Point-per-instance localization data
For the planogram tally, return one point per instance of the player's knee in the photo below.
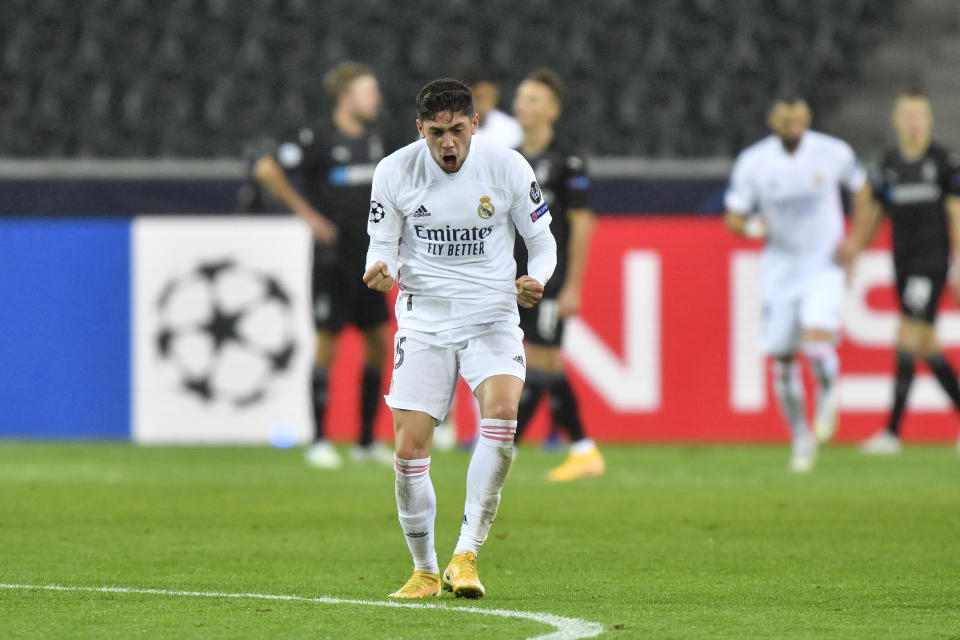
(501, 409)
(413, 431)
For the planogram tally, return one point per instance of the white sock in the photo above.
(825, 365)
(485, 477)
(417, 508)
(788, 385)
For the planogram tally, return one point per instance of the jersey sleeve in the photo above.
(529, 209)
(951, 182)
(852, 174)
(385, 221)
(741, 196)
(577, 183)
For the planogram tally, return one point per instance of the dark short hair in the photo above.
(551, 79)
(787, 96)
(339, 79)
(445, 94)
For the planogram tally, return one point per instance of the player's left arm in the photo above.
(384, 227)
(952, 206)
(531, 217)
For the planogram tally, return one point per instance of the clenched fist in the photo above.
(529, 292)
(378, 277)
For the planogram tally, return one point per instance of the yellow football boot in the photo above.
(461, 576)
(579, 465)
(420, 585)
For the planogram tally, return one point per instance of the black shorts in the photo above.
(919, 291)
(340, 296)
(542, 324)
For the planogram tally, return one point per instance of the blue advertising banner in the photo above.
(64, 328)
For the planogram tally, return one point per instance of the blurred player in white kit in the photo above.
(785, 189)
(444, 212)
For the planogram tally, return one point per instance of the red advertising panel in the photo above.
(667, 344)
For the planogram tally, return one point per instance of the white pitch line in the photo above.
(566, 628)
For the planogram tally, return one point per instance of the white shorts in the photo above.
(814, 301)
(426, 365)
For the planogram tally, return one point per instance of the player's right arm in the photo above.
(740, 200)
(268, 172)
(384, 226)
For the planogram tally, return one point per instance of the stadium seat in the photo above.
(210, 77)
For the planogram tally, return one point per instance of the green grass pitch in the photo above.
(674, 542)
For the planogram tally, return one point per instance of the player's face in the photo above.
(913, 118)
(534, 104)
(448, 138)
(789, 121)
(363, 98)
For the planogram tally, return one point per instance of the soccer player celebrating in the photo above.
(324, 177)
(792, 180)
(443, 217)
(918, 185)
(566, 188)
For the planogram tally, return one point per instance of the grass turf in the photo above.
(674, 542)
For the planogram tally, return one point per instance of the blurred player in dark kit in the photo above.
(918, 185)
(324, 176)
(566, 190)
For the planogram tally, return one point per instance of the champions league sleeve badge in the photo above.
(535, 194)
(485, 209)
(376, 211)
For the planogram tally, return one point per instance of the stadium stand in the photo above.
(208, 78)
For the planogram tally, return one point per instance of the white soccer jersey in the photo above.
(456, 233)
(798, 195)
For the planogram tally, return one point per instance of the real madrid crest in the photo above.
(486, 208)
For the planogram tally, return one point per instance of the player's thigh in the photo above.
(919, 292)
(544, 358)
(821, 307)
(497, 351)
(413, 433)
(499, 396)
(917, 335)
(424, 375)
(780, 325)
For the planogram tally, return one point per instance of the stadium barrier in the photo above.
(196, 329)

**Your objective**:
What is needed is a word-for-word restatement of every line from the one with "stand in the photo above." to the end of the entries above.

**Response box**:
For the planogram tally, return one point per instance of the stadium stand in the photo above.
(208, 78)
For the planogram tally, return one point per instance of the white soccer jersey in the photo above.
(456, 233)
(798, 195)
For the planogram tally, return one point per instance of the real madrid crest in the photo above.
(486, 208)
For the planogram tally, return one point per instance of the player's thigh in the photo above.
(919, 292)
(544, 358)
(821, 307)
(497, 351)
(413, 433)
(499, 396)
(917, 335)
(424, 375)
(780, 325)
For the planogram tally, return one point per instance of the stadium barrier in the photo above.
(196, 329)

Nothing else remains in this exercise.